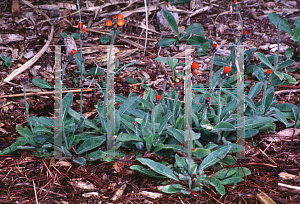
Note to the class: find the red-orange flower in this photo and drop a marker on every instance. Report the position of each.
(195, 65)
(227, 69)
(73, 52)
(80, 25)
(121, 22)
(108, 23)
(115, 16)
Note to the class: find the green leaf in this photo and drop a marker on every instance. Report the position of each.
(180, 162)
(290, 79)
(177, 134)
(232, 180)
(158, 168)
(149, 141)
(264, 59)
(254, 90)
(76, 116)
(25, 132)
(284, 25)
(64, 35)
(279, 116)
(90, 144)
(80, 160)
(223, 126)
(75, 36)
(214, 157)
(129, 138)
(130, 103)
(285, 64)
(171, 20)
(175, 147)
(237, 171)
(147, 172)
(200, 153)
(132, 81)
(95, 155)
(40, 130)
(279, 75)
(258, 72)
(66, 103)
(269, 98)
(250, 102)
(166, 42)
(41, 83)
(163, 123)
(20, 141)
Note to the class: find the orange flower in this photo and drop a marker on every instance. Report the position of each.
(227, 69)
(195, 65)
(120, 16)
(121, 22)
(73, 52)
(108, 23)
(115, 16)
(80, 25)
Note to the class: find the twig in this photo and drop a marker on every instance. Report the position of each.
(38, 55)
(36, 200)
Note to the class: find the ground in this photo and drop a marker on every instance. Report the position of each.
(25, 178)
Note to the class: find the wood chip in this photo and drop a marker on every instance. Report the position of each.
(118, 193)
(151, 194)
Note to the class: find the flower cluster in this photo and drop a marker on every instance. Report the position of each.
(214, 49)
(225, 72)
(207, 101)
(83, 35)
(269, 71)
(117, 21)
(158, 97)
(195, 65)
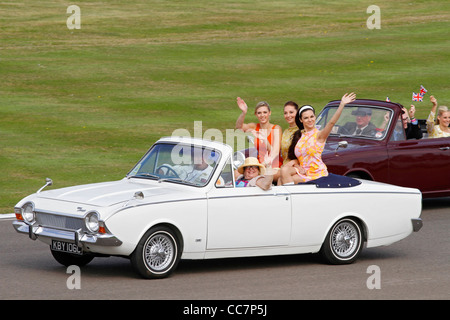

__________

Please retype the records above exactly, excluding every picture.

**Your response:**
Note to the class: find the red-orange flower in this photo and drop a marker on every instance. Report the position of each.
(195, 65)
(227, 69)
(73, 52)
(80, 25)
(121, 22)
(108, 23)
(115, 16)
Note to the class: find the green leaf in this photo and drop a marker on every instance. Report the position of each.
(180, 162)
(290, 79)
(177, 134)
(232, 180)
(158, 168)
(149, 141)
(264, 59)
(254, 90)
(76, 116)
(25, 132)
(284, 25)
(64, 35)
(279, 116)
(90, 144)
(80, 160)
(223, 126)
(75, 36)
(214, 157)
(129, 138)
(130, 103)
(285, 64)
(171, 20)
(175, 147)
(237, 171)
(147, 172)
(200, 153)
(132, 81)
(95, 155)
(40, 130)
(279, 75)
(258, 72)
(66, 103)
(269, 98)
(250, 102)
(166, 42)
(41, 83)
(163, 123)
(20, 141)
Note to the class: find the orange flower in this photo and drop a marker on every instance. Report the position of each.
(227, 69)
(195, 65)
(120, 16)
(121, 22)
(73, 52)
(108, 23)
(115, 16)
(80, 25)
Note to the class: find the twig in this photo and drop a marker on every instance. Report the position of each.
(38, 55)
(36, 200)
Note to the class: find the ground in this photo and drop a marker on every instance. Report the position of each.
(25, 178)
Note to the class: find the wood chip in this photo and drop a marker on every instance. Report the position of each.
(118, 193)
(151, 194)
Note to the class: find the flower cluster in this photo and drop a marker on every instance. Report the position of each.
(214, 49)
(225, 72)
(207, 101)
(83, 35)
(269, 71)
(117, 21)
(158, 97)
(195, 65)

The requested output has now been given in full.